Repeat exactly, and only, the lines from the line containing "query (the phrase naming what to segment): spherical" through the last line of the records below, including both.

_ _ _ _ _ _ _

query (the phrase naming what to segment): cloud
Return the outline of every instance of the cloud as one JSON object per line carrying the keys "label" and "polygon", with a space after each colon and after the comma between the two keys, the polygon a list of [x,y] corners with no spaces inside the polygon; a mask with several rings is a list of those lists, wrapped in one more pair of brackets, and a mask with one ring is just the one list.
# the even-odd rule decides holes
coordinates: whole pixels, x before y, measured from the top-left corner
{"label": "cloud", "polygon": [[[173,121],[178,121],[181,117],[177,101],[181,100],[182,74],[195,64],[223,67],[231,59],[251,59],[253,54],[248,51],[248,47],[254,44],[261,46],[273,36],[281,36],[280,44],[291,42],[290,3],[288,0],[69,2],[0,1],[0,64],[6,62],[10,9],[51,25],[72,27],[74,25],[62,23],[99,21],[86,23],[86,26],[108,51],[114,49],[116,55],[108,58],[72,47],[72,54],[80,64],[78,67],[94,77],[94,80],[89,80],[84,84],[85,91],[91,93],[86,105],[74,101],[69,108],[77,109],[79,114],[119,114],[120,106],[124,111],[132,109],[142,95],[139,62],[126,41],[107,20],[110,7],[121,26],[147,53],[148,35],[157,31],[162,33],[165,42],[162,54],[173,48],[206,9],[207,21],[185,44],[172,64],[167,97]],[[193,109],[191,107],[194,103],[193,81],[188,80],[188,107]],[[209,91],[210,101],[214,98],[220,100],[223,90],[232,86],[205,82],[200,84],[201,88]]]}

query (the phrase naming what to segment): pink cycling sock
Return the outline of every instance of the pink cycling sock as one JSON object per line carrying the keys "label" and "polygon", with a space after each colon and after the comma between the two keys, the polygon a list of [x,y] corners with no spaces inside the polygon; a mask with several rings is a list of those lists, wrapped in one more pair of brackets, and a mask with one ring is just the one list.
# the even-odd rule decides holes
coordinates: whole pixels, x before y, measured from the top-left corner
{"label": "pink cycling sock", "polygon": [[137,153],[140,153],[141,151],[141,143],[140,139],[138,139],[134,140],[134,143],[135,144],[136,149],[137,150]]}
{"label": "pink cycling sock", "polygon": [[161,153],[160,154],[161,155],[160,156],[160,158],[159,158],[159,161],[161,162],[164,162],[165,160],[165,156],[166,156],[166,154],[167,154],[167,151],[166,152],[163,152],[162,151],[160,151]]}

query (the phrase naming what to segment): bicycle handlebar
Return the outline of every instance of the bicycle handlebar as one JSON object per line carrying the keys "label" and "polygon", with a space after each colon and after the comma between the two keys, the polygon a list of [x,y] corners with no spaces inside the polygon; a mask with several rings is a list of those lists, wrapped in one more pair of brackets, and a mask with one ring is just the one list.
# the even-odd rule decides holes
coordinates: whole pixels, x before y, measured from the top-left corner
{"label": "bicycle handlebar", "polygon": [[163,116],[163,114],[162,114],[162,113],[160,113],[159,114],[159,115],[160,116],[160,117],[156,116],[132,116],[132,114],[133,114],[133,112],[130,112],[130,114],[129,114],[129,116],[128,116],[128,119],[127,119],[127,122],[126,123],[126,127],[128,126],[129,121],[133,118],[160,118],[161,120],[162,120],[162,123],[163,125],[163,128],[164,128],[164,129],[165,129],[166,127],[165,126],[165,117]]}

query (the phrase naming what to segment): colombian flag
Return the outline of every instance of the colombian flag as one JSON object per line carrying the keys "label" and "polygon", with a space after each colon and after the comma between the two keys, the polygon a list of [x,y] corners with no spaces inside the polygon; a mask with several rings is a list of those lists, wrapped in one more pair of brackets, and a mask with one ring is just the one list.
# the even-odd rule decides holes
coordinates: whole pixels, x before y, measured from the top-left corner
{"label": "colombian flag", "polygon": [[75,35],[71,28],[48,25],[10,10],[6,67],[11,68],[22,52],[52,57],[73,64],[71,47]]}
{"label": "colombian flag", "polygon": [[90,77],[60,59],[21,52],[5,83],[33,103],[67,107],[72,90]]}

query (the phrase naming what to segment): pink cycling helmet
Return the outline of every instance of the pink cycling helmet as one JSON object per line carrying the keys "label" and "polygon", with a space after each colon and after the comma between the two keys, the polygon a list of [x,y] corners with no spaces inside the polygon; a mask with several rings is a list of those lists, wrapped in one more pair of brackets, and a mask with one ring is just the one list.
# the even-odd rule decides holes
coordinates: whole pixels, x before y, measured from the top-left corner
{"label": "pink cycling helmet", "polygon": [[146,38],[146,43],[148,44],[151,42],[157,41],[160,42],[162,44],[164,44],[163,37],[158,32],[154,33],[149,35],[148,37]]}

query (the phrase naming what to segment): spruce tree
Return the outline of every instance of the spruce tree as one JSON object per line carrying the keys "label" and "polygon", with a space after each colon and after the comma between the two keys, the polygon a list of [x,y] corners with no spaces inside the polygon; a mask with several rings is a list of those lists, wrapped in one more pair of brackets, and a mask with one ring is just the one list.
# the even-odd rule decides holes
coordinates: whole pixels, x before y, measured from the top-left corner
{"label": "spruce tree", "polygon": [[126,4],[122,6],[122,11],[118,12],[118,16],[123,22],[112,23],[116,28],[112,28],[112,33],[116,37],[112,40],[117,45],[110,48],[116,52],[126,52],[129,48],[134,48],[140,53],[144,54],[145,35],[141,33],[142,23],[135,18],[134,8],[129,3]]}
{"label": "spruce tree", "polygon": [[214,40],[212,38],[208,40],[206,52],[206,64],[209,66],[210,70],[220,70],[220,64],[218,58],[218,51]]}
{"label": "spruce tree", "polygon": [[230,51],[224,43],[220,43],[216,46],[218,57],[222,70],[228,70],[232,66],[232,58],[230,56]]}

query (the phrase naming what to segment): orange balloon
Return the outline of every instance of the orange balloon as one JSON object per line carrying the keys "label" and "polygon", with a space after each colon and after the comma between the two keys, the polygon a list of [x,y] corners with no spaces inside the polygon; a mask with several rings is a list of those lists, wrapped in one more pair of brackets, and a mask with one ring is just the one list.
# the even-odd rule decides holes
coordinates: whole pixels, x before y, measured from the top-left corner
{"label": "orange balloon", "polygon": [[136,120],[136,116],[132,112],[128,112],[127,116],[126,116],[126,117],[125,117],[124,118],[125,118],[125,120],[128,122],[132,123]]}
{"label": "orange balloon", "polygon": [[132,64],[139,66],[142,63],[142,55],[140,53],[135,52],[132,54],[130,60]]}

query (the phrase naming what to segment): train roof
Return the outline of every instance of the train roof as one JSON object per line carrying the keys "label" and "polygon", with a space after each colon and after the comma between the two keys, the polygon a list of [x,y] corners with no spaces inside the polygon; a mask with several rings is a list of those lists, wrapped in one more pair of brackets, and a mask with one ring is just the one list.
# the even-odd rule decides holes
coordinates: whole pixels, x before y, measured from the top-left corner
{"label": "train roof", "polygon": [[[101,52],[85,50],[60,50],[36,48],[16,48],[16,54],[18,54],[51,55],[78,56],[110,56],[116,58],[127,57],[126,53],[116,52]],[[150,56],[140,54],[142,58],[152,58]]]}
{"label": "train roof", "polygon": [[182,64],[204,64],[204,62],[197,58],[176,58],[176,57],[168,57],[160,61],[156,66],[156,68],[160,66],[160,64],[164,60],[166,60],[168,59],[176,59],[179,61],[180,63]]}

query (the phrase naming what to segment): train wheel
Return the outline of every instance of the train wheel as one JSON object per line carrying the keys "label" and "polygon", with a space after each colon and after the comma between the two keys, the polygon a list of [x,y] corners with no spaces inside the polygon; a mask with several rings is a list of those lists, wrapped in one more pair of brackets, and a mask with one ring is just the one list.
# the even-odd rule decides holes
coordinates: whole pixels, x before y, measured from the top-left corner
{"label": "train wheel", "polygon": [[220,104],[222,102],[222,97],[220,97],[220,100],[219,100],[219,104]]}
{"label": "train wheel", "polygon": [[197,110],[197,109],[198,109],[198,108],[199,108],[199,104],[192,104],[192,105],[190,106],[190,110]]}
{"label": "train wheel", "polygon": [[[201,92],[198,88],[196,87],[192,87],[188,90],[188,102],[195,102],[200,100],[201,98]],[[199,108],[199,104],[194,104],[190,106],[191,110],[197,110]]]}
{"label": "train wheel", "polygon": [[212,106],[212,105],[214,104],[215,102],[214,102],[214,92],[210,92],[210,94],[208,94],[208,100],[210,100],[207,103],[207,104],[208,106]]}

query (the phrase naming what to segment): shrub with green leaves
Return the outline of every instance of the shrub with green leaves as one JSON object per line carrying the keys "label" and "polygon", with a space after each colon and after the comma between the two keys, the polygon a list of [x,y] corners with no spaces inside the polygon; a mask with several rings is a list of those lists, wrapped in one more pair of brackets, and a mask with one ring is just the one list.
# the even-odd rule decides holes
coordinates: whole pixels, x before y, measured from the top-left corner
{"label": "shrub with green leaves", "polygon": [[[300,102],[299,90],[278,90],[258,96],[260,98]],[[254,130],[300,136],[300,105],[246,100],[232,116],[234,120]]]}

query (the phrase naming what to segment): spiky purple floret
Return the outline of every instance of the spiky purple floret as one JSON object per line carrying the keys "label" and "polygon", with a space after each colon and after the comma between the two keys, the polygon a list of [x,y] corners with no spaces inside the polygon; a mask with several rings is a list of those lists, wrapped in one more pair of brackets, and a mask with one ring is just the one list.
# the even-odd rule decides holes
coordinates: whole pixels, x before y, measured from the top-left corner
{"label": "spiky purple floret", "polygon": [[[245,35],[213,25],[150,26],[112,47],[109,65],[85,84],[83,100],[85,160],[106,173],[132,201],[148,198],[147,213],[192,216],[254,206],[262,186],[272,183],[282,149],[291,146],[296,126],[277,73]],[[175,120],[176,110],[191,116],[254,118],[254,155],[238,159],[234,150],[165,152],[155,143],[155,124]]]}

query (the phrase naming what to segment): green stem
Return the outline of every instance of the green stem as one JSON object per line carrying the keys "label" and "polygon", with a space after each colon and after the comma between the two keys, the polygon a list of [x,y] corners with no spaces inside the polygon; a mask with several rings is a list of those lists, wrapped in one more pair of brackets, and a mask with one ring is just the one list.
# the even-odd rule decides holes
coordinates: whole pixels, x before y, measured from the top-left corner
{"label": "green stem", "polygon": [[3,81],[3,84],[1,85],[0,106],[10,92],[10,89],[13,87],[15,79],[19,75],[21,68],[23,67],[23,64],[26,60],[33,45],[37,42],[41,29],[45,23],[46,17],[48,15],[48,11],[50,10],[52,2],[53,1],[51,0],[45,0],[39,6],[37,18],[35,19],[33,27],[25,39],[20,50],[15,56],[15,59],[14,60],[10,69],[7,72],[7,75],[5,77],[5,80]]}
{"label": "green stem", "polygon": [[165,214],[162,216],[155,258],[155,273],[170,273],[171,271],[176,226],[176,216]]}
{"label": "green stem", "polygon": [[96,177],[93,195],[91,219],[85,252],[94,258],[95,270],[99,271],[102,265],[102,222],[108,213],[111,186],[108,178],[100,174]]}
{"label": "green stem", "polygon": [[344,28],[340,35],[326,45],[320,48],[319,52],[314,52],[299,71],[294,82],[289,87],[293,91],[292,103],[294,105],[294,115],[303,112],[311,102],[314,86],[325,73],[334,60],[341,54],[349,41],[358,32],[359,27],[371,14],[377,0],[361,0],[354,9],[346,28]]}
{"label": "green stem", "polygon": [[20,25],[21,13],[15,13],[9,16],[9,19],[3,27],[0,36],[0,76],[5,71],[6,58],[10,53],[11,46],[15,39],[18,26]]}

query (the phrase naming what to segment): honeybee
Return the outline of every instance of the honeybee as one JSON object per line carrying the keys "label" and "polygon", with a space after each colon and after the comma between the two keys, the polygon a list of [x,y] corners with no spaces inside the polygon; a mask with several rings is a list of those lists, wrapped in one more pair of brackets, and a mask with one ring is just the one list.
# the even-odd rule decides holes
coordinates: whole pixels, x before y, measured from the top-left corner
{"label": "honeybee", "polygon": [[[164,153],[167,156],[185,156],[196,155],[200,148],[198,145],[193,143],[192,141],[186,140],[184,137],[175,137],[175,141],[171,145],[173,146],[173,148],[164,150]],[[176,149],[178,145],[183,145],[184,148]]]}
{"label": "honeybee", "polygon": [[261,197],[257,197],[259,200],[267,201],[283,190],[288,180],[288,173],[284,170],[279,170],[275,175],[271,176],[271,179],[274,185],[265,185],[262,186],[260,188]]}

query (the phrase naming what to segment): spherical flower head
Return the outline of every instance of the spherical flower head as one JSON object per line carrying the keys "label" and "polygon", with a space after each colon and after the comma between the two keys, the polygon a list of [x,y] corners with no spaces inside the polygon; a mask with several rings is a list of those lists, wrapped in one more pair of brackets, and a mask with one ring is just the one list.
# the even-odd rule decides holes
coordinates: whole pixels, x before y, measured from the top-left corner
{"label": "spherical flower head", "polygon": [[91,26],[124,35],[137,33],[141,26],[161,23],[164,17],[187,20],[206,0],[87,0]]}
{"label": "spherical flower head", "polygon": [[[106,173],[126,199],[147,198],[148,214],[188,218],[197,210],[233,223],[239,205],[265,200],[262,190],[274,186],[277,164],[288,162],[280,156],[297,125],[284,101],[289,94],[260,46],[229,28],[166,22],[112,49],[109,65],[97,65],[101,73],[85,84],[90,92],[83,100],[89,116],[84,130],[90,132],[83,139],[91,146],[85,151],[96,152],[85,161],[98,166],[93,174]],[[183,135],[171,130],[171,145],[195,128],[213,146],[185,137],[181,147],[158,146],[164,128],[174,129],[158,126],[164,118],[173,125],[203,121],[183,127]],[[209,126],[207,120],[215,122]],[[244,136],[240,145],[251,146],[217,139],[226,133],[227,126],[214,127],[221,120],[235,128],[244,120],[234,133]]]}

_ _ _ _ _ _ _

_Correct answer:_
query (the phrase naming what to segment): spherical flower head
Return the outline of every instance of the spherical flower head as one JSON object per line carrying the keys "label" and "polygon", with a space after each colon and after the comma between the two keys, the polygon a list of [x,y] corners with no spaces inside the polygon; a mask with several rings is a list of those lists, wrapped in one more pair of brackets, and a mask with one ring is just the one list.
# the even-odd rule decides holes
coordinates: whole pixels, x before y, measured from the top-left corner
{"label": "spherical flower head", "polygon": [[91,26],[124,35],[137,33],[141,26],[161,23],[164,17],[187,20],[206,0],[87,0]]}
{"label": "spherical flower head", "polygon": [[[106,173],[126,199],[147,198],[148,214],[188,218],[197,210],[233,223],[239,205],[265,200],[262,190],[274,186],[277,164],[288,162],[280,156],[297,125],[284,101],[289,94],[260,46],[229,28],[166,22],[112,49],[109,65],[97,65],[101,73],[85,84],[90,92],[83,100],[89,116],[84,130],[90,132],[83,139],[91,146],[85,151],[96,152],[85,161],[98,166],[93,174]],[[183,135],[171,130],[171,145],[195,128],[213,146],[185,137],[181,147],[158,146],[164,128],[174,129],[158,126],[164,118],[173,125],[203,121],[183,127]],[[209,126],[207,120],[215,122]],[[244,136],[240,145],[251,146],[217,139],[226,133],[227,126],[214,127],[221,120],[235,128],[244,120],[234,133]]]}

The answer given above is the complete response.